[Image-grounded pointing data]
== Segment start ==
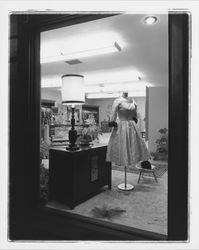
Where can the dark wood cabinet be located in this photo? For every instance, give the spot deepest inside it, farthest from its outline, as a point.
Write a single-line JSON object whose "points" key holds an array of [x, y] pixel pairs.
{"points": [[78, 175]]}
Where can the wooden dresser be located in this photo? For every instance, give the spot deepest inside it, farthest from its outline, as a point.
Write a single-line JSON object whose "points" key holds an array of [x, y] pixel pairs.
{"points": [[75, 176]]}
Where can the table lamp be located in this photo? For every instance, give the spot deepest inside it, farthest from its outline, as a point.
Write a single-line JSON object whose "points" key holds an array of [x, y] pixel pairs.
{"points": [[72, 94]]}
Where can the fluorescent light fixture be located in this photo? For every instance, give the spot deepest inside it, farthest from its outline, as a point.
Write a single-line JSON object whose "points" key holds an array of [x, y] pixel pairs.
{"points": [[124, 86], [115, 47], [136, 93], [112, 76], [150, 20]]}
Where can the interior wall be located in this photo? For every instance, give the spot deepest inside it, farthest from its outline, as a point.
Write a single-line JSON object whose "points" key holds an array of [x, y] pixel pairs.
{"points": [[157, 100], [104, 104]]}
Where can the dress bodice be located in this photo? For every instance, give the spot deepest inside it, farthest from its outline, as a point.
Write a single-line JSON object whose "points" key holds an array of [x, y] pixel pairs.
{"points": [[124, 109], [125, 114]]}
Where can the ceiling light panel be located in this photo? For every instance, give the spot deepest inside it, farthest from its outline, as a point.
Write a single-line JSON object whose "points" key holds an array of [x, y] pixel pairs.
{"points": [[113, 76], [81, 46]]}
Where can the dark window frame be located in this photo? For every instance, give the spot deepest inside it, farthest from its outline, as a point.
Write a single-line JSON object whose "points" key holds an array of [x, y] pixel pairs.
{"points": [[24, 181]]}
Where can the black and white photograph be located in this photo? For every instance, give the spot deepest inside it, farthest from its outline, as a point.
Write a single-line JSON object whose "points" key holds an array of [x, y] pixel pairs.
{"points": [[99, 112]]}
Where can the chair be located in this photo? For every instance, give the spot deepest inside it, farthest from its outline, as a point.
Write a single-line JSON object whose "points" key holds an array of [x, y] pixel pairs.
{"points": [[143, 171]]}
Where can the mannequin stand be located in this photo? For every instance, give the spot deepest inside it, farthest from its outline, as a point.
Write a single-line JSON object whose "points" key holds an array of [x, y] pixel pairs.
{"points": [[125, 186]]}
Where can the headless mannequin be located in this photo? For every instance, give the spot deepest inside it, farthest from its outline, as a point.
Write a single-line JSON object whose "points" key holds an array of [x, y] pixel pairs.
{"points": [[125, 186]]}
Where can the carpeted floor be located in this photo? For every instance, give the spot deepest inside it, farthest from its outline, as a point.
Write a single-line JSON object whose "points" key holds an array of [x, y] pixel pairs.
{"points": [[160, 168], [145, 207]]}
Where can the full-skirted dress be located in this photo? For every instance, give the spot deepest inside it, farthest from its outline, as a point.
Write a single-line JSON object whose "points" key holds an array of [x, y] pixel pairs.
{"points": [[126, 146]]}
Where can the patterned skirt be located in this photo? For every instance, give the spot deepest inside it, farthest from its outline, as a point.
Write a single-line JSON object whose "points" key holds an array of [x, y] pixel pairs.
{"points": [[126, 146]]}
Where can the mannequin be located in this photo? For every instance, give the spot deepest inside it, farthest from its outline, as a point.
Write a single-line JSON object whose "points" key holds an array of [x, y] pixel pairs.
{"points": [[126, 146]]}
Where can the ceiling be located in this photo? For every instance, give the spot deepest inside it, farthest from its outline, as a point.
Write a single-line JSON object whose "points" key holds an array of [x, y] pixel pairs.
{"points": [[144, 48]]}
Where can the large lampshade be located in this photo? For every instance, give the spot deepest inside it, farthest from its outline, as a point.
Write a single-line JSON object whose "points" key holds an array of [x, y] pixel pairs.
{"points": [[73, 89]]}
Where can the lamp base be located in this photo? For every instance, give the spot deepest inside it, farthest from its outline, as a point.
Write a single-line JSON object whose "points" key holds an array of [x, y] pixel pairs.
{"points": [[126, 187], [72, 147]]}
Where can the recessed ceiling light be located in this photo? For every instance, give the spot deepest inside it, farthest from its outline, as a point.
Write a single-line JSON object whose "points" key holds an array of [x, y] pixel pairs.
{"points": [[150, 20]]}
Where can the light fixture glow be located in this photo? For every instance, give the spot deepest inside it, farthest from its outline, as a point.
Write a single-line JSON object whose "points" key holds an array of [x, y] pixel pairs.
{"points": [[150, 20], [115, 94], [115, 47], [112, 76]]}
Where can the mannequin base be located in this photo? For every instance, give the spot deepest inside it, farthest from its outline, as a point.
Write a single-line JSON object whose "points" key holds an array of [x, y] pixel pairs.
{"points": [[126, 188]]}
== Segment end ==
== Segment start ==
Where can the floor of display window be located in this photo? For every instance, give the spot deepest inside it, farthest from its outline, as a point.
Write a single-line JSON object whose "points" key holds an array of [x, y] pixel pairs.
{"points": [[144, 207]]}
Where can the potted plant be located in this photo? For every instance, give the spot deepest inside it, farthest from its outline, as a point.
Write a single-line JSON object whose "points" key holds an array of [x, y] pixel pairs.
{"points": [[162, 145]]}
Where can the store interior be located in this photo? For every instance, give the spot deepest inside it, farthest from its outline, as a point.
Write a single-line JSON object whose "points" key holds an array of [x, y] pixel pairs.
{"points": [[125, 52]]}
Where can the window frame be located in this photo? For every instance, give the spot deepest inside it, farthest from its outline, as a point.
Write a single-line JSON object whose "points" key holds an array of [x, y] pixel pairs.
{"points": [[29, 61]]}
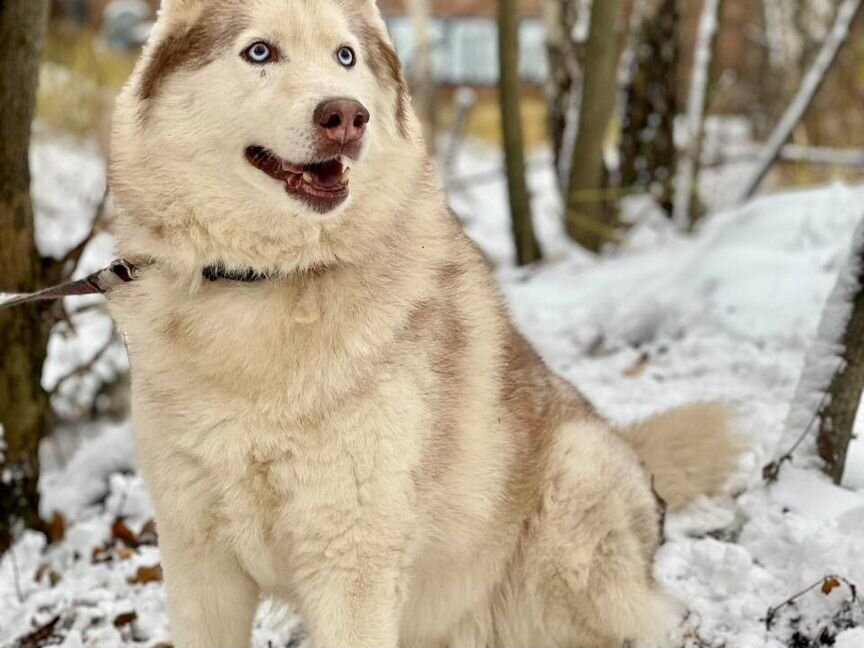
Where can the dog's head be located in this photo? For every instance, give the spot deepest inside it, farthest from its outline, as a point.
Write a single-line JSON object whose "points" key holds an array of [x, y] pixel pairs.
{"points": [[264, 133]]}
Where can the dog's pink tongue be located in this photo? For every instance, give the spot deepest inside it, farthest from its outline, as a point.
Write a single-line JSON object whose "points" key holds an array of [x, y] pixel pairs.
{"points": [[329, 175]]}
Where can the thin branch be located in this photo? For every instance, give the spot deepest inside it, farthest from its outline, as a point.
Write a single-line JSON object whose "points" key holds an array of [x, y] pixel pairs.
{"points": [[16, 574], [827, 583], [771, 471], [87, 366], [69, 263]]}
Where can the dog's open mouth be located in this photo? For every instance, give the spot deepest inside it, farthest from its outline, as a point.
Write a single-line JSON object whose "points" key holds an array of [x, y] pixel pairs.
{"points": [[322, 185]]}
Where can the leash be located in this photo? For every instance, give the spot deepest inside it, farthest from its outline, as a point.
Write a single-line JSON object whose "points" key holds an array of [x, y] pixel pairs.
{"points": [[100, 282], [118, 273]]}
== Segment end ==
TASK DESCRIPTION: Return a copy of every line in the records that includes the string "dark".

ANSWER SPACE:
Where can the dark wood cabinet be located in this photo? For every instance, give the spot deepest inside it, farthest from its outline, as a point.
Where can the dark window frame be located in this photo? For every instance, give the spot deepest inside it, farthest from its outline, as a point.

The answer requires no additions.